--- Document extract ---
------------------------

Corrosion: How to Protect Marine Electronics (A Practical Guide)
- Zeki Kurtuluş Bardakçı
- Oct 14, 2025
- 3 min read
Why saltwater is brutal on electronics

Saltwater contains chloride ions that accelerate oxidation and electrochemical reactions. Even a light salt mist can leave a conductive film on PCBs, displays, and connectors. Over time that film traps moisture, promotes corrosion under components, and creates leakage paths that cause intermittent faults.
Common symptoms
Random resets or dim/garbled displays
Sticky or noisy button/encoder inputs
Green/white “fuzz” at solder joints, connector shells, or shield braids
Elevated standby current, battery drain, or hot spots
Intermittent NMEA 2000/CAN data errors

Quick inspection checklist (5 minutes after a trip)
Wipe external surfaces with a damp microfiber cloth → then dry.
Open connector boots and visually check for moisture or green deposits.
Look for salt crystals/white haze around display bezels and keypads.
Sniff for “fishy”/acidic odor (often a sign of galvanic activity).
Verify cable strain reliefs and gland nuts are snug.
Cleaning: what to do (and what not to do)

Do
Rinse first with fresh water (light mist), then dry with a lint-free cloth.
For circuit boards and contacts, use 99% isopropyl alcohol and a soft ESD-safe brush; wick off with swabs.
Use contact cleaner designed for electronics on connectors and switch gear.
Finish with gentle warm air—no heat guns on high.
Avoid
WD-40 or oily sprays on PCBs (attracts dust, can swell plastics).
Pressure washers and direct hose jets at bezels or seams.
Household vinegar on boards (acidic residue).
Scraping solder joints with hard tools.
Sealing & waterproofing (without overdoing it)
Connectors: Use IP67/68-rated connectors where possible. Add adhesive-lined heat-shrink over splices and backshells. A thin film of dielectric grease on rubber seals helps exclude moisture (avoid slathering pins).
Cable glands & pass-throughs: Check O-rings; replace if flattened. Tighten locknuts; back with butyl tape if needed.
Display bezels/keypads: Inspect for hairline cracks; re-seal with marine-grade silicone (mask edges, minimal bead).
Desiccant & ventilation: Place desiccant packs in enclosed compartments; consider a small vent or fan to reduce condensation.
Conformal coating (when to use it)
Conformal coating protects PCBs from moisture and salt film—great for exposed boards inside consoles, radar pedestals, or engine spaces.
Acrylic (AR): Easy to apply/remove; good general protection; rework-friendly.
Silicone (SR): Excellent moisture/salt resistance; flexible; good near thermal cycling.

------------------------

--- Excerpted data ---

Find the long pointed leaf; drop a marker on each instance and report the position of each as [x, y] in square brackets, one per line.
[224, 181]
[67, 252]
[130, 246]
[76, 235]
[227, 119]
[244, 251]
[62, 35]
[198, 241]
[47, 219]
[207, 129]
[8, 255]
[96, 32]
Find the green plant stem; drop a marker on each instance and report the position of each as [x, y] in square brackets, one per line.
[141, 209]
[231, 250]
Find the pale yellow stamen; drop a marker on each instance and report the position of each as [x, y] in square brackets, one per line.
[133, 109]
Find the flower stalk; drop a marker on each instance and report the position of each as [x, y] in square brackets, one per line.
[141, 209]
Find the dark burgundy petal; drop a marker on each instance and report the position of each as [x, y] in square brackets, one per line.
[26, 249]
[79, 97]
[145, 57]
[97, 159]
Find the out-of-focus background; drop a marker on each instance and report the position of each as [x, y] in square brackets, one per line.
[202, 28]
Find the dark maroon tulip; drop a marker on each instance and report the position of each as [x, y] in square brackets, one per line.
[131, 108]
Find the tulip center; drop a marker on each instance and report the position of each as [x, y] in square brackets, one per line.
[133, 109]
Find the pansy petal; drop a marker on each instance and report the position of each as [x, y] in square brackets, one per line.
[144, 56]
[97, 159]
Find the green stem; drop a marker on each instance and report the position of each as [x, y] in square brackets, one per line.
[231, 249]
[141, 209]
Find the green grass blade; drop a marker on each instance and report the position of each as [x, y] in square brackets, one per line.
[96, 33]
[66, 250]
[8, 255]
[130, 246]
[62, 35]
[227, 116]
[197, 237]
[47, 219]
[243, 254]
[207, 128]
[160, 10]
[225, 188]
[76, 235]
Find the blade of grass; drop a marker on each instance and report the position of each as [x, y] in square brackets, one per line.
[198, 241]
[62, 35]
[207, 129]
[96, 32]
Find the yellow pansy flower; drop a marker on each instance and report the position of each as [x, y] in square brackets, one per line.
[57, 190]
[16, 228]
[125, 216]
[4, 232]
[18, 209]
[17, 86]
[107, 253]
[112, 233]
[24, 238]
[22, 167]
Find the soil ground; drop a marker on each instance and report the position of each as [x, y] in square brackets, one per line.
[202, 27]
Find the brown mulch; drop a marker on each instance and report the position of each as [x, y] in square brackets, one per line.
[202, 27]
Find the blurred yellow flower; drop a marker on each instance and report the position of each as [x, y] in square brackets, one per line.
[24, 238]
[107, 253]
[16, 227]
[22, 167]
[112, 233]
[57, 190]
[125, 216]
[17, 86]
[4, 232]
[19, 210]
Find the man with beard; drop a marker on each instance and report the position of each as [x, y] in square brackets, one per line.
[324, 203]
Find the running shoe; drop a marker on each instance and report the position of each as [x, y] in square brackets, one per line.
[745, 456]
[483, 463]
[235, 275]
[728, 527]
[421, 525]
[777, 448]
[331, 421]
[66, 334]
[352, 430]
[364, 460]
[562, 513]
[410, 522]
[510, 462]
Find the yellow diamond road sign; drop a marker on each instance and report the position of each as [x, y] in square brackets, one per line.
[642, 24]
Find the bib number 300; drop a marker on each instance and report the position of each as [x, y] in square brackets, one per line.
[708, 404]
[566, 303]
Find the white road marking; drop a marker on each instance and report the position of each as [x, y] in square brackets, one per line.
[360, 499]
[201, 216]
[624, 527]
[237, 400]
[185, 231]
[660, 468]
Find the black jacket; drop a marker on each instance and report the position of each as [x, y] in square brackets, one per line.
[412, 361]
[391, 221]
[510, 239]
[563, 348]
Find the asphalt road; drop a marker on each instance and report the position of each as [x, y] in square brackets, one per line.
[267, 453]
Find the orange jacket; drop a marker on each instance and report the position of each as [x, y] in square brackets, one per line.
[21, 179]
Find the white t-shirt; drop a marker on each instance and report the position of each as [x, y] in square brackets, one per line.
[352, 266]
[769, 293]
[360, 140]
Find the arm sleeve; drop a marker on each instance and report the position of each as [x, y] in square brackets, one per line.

------------------------

--- Tasks and exercises ---
1. According to the marine electronics corrosion guide, what should be used to clean circuit boards and contacts?
2. Resume the guide on protecting marine electronics from corrosion, picking up right after its last line.
The listing comes from a separate source and has no connection to the corrosion guide.

--- Responses for each task ---
1. 99% isopropyl alcohol and a soft ESD-safe brush, wicking it off with swabs.

2.
Urethane (UR): Strong chemical resistance (fuel/oil areas); harder to rework.
Parylene: Best barrier; vapor-deposited; usually a factory process.
Rules of thumb
Clean thoroughly first; any salt trapped under coating will keep corroding.
Mask connectors, heatsinks, trimmers, switches before spraying.
Apply thin, even coats; allow full cure per datasheet.
Keep a service log of where/when you coated (future repairs will thank you).
Power & bonding basics that prevent corrosion
Keep battery and alternator voltage within spec; overvoltage accelerates electrolytic damage.
Ensure DC negative and bonding systems are correctly tied per ABYC practice; stray currents eat metals—and nearby electronics.
Use tinned marine cable; secure every 12–18″ to limit vibration cracks.
Separate RF/high-current runs from data lines (NMEA 2000/CAN).
Add drip loops to every cable entering a box or display.
Storage & off-season routine
Clean and dry equipment; open covers/compartments to air out.
Remove or disconnect batteries; store at proper float voltage.
Add fresh desiccant bags; swap them mid-season.
If you pull a unit: bag it with desiccant and store indoors.
Troubleshooting tip: Is it corrosion or something else?

Corrosion → often visual (green/white powder), intermittent, improves after cleaning.
Overheating → brown board areas, melted plastics, consistent failure.
Firmware/issues → repeatable symptoms not affected by cleaning.
If cleaning restores function but symptoms return quickly, plan for connector replacement or board-level repair at the next service window.
One-page routine you can print
Rinse & dry surfaces → 2) Inspect connectors → 3) Alcohol clean suspect areas → 4) Reseat plugs → 5) Check glands & seals → 6) Log issues for winter service.